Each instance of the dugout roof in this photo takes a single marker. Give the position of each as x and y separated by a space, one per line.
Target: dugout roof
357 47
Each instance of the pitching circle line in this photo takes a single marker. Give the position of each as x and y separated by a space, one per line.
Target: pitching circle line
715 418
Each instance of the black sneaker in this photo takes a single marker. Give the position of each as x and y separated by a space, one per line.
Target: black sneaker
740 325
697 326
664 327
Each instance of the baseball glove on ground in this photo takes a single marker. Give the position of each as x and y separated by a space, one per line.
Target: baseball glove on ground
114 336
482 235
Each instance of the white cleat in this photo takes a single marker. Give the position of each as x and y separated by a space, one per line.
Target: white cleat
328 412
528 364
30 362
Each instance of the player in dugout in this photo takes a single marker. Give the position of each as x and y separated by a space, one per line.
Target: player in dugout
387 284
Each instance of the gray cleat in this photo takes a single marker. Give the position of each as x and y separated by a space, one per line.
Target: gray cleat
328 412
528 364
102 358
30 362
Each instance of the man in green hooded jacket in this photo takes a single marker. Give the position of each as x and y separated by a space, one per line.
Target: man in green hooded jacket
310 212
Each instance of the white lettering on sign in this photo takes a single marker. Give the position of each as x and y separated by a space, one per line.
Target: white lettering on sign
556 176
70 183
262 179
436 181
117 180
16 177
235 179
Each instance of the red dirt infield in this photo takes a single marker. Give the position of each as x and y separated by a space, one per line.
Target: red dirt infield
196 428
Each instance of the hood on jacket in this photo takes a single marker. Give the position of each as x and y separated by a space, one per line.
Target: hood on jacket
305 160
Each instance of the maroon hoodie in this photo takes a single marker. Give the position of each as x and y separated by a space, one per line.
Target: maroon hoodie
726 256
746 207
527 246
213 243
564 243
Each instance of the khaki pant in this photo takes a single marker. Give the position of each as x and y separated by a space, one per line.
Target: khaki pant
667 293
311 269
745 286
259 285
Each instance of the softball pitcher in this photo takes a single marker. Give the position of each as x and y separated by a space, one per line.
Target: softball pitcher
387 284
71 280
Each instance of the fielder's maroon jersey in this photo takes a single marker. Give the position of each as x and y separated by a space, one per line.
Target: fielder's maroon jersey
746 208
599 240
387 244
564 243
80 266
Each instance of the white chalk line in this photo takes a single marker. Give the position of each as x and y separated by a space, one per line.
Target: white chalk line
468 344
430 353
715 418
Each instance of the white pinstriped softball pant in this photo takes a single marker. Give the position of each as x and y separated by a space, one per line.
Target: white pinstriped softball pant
#####
**Your objective:** Select the lines in this material that hold the word "pinstriped", leaving none out.

**Final answer:**
Each instance of the white pinstriped softball pant in this photo takes a single marker. Give the position of each as x and y separated by a space, one per line.
Target: white pinstriped softball pant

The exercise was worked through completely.